> _Goals_:
• 1. In two sentences, how would you sum up the biography of the singer Shari?
• 2. Could you rewrite the biography of the singer Shari from "Italian singer (born" up to and including "Groove Factory Academy.", with "Udine" swapped for "Trieste"?
• 3. Can you carry the biography of the singer Shari further, picking up after its final sentence?

> _Reading passage_:
^^^^^^^^
- Born: Shari Noioso 14 October 2002 (age 23) Monfalcone, Friuli-Venezia Giulia, Italy
- Genres: Pop; soul;
- Occupation: Singer;
- Instruments: Vocals; piano;
- Years active: 2016–present
- Labels: Columbia Records; Sony Music Italy;

= Shari (singer) =

Italian singer (born 2002)

Shari Noioso (born 14 October 2002), known professionally as Shari, is an Italian singer.

== Biography ==
Noioso was born in Monfalcone, and then grew up in Udine. She showed an immediate interest in music at the age of 10, starting to study singing and piano at The Groove Factory Academy.

In 2015, she took part in the second edition of Italian talent show Tú sí que vales on Canale 5 and, after successfully making it through the initial stages, performed during the final without making the podium. After the talent show experience, Shari obtained a recording contract with the label Warner Music, with whom he released covers of "Imagine" and "The Sound of Silence" and the debut single "Don't You Run". In 2016, Shari was a support artist for Il Volo during the L'amore si muove Tour.
^^^^^^^^
> _Data lines_:
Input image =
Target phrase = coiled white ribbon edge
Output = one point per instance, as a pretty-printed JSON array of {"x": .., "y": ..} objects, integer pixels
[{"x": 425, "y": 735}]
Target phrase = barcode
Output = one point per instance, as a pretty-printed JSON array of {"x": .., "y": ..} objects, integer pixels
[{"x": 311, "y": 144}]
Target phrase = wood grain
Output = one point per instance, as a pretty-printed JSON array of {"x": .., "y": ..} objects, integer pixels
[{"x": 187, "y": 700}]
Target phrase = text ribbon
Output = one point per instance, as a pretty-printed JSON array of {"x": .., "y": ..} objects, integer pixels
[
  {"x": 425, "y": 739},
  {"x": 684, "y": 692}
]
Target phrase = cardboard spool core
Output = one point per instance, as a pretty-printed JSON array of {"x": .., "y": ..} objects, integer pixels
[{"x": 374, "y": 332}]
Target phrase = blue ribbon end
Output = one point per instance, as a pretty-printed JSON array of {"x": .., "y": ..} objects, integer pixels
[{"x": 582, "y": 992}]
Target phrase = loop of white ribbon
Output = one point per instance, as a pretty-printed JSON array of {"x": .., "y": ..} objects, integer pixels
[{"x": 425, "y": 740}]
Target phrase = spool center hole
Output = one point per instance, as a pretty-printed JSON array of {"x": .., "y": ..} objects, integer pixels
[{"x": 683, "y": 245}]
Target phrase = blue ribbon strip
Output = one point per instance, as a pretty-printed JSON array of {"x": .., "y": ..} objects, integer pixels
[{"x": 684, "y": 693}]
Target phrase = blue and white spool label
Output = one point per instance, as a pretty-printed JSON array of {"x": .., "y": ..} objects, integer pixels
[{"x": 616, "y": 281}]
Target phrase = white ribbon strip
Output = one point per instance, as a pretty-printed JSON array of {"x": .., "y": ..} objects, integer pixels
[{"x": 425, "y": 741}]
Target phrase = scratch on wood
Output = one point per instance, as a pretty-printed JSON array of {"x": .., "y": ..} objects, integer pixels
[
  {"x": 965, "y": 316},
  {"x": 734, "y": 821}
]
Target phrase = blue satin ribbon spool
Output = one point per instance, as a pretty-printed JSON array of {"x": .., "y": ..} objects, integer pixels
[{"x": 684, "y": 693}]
^^^^^^^^
> _Expected responses_:
• 1. Shari Noioso, known professionally as Shari, is an Italian singer born in Monfalcone on 14 October 2002 who grew up in Udine and began studying singing and piano at The Groove Factory Academy at age 10. After performing in the final of the talent show Tú sí que vales in 2015, she signed with Warner Music, released covers and her debut single "Don't You Run," and in 2016 was a support artist for Il Volo during the L'amore si muove Tour.

• 2.
Italian singer (born 2002)

Shari Noioso (born 14 October 2002), known professionally as Shari, is an Italian singer.

== Biography ==
Noioso was born in Monfalcone, and then grew up in Trieste. She showed an immediate interest in music at the age of 10, starting to study singing and piano at The Groove Factory Academy.

• 3.
In 2019, she collaborated with the duo Benji & Fede on the single "Sale", which was certified gold with over 35 000 units sold in Italy. In the same year, she was confirmed among the twenty semi-finalists at Sanremo Giovani 2019, but failed to obtain a pass to enter the Sanremo Music Festival 2020. In 2021, she collaborated with rapper Salmo on the single "L'angelo caduto", taken from the latter's studio album FLOP, which was also certified gold for its sales of over 35 000 units.

In July 2022, after obtaining a contract with Columbia Records, she released her debut EP Fake Music, which deviated from her previous works by being influenced by genres such as black music and soul. In November of the same year, Noioso was one of 12 acts selected to compete in Sanremo Giovani, a televised competition aimed at selecting six newcomers as contestants of the 73rd Sanremo Music Festival. Shari manage to qualify in the top six, with her entry "Sotto voce", by rightfully accessing the festival in the Campioni category. "Egoista" was later announced as her entry for the Sanremo Music Festival 2023.

== Personal life ==
Her boyfriend is the Italian rapper Salmo.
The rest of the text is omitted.